● Stated goal
Starting with the line that contains "Exercise. Point to the dark" and going on through the end of the entries, return every line exactly as it appears, leaving out any pictures.

● Material for this task
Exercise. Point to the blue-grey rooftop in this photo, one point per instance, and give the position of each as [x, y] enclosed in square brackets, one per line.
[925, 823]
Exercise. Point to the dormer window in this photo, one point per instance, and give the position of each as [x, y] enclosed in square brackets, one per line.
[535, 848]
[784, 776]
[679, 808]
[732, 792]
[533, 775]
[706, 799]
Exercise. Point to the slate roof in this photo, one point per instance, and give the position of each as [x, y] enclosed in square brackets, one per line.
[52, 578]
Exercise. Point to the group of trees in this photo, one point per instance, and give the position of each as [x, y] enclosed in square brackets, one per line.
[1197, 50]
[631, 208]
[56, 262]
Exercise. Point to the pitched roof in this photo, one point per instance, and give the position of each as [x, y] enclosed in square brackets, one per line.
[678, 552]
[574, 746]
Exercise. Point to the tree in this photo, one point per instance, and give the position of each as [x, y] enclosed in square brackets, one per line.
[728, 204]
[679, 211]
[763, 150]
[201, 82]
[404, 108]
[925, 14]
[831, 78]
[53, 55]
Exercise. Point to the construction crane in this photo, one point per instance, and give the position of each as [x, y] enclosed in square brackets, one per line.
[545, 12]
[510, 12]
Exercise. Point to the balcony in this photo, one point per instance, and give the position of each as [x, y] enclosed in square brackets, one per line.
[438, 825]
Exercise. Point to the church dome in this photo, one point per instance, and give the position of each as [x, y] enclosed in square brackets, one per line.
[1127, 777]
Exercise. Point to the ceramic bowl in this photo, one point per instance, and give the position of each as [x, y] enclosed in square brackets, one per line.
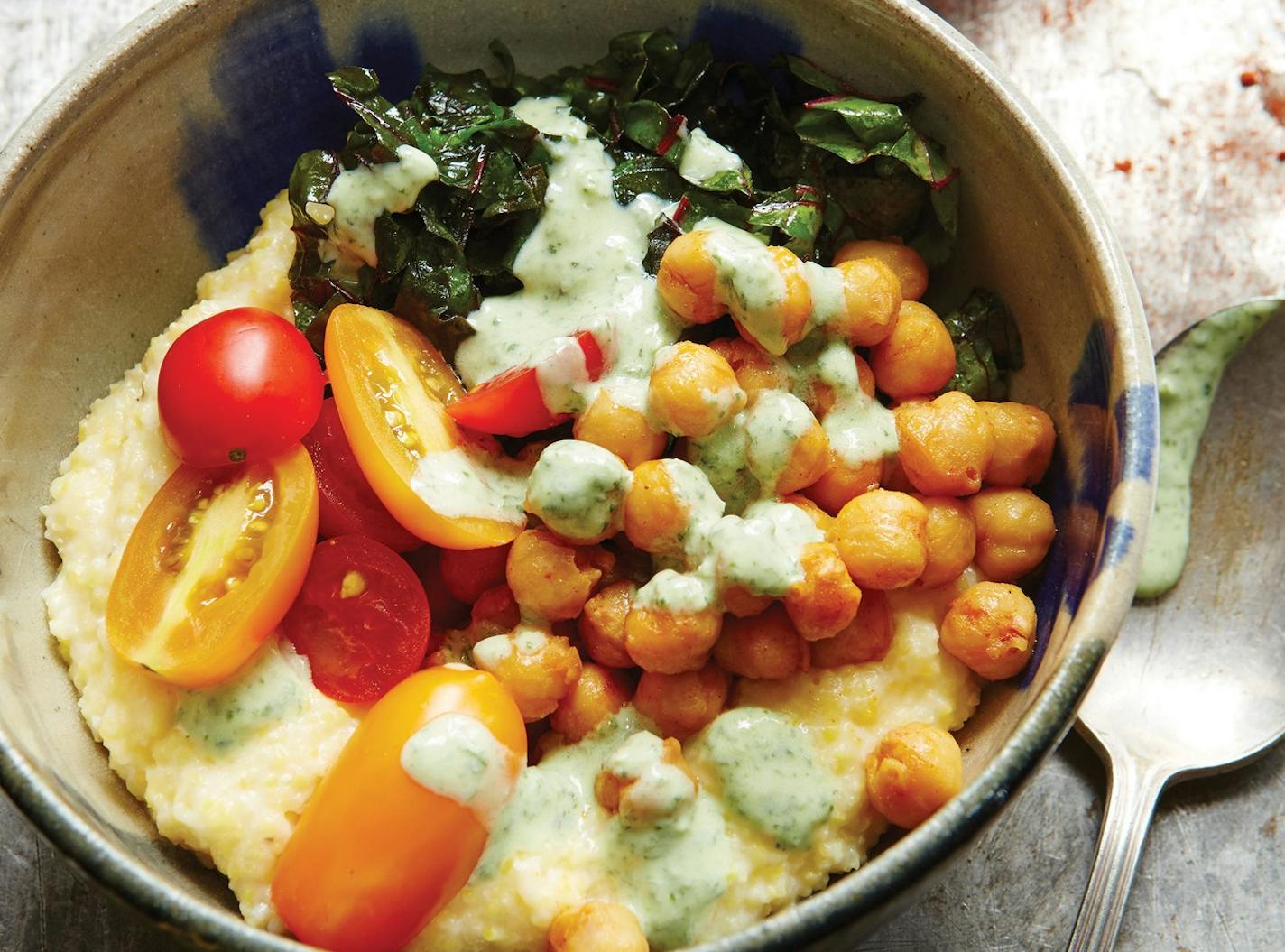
[148, 164]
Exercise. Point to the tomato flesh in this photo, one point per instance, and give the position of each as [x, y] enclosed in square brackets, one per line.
[239, 385]
[512, 403]
[361, 619]
[212, 567]
[347, 504]
[393, 388]
[375, 855]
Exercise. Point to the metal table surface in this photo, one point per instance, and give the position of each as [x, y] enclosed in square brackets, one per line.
[1176, 111]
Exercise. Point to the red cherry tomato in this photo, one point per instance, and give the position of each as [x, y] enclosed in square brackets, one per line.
[512, 403]
[348, 506]
[243, 384]
[361, 618]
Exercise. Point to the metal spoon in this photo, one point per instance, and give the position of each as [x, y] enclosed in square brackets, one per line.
[1196, 684]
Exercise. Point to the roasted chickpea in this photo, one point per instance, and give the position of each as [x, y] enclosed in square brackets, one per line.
[951, 540]
[596, 927]
[688, 279]
[778, 325]
[602, 624]
[657, 515]
[763, 646]
[866, 639]
[883, 539]
[693, 391]
[918, 357]
[905, 263]
[469, 572]
[991, 627]
[872, 300]
[787, 450]
[670, 642]
[681, 704]
[946, 445]
[912, 772]
[597, 694]
[1023, 443]
[549, 578]
[622, 430]
[756, 369]
[818, 517]
[1014, 531]
[827, 600]
[535, 666]
[617, 784]
[842, 482]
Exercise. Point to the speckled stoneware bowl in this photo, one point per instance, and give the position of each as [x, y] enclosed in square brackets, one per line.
[145, 167]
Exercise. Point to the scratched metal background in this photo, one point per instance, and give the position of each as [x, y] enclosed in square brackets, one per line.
[1176, 109]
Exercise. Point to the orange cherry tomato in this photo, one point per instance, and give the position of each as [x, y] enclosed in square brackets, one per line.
[512, 403]
[375, 855]
[391, 387]
[212, 567]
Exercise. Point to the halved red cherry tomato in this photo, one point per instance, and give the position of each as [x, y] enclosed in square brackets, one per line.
[375, 855]
[212, 566]
[512, 403]
[241, 385]
[391, 388]
[361, 618]
[348, 506]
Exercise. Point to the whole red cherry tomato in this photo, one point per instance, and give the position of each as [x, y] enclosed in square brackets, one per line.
[241, 385]
[347, 504]
[361, 619]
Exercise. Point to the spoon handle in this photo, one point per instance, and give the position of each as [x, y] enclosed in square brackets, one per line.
[1130, 803]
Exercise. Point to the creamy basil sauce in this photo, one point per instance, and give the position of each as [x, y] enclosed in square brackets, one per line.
[723, 457]
[858, 427]
[761, 550]
[749, 281]
[458, 757]
[682, 593]
[582, 261]
[770, 775]
[269, 689]
[658, 789]
[669, 873]
[773, 424]
[360, 196]
[705, 160]
[578, 488]
[827, 288]
[1188, 373]
[466, 482]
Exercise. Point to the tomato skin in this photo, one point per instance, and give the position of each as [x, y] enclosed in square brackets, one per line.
[359, 644]
[348, 506]
[512, 403]
[375, 855]
[166, 617]
[372, 354]
[239, 385]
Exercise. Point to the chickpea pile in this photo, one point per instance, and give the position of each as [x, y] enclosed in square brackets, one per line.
[576, 628]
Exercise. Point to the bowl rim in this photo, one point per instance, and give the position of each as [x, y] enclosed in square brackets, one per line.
[870, 891]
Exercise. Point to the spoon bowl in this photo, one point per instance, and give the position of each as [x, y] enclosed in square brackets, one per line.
[1196, 684]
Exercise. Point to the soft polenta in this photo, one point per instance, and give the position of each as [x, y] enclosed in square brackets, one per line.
[736, 569]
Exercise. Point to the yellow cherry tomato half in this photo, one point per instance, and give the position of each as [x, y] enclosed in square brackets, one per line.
[376, 855]
[212, 567]
[391, 388]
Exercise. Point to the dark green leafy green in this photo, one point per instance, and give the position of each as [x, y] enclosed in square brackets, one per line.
[823, 164]
[987, 346]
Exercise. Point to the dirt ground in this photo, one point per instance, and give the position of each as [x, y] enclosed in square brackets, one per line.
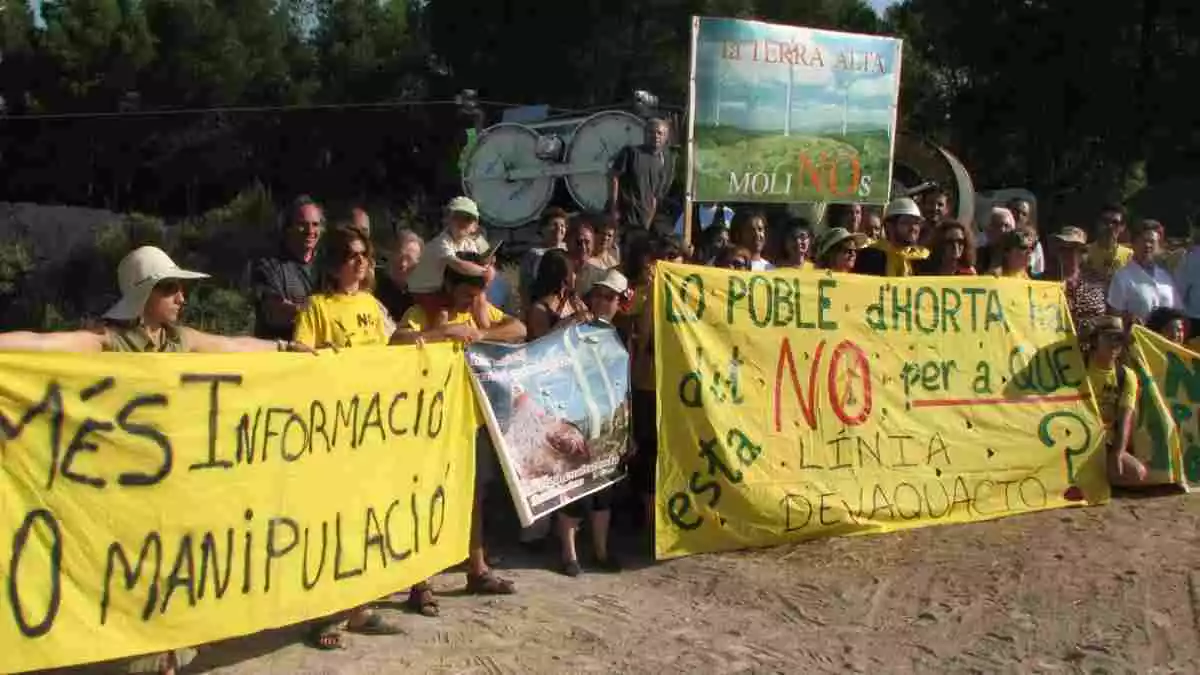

● Reply to the exercise
Exercise. Point to the dark green leafy green in this photo, one point per instance, and give the position of each as [x, y] enclosed in square brackets, one per line.
[823, 164]
[987, 346]
Exercise. Point to the dirt ground in this photo, one point per instance, and give the position of each as [x, y] enclosed in square brackets, one per line.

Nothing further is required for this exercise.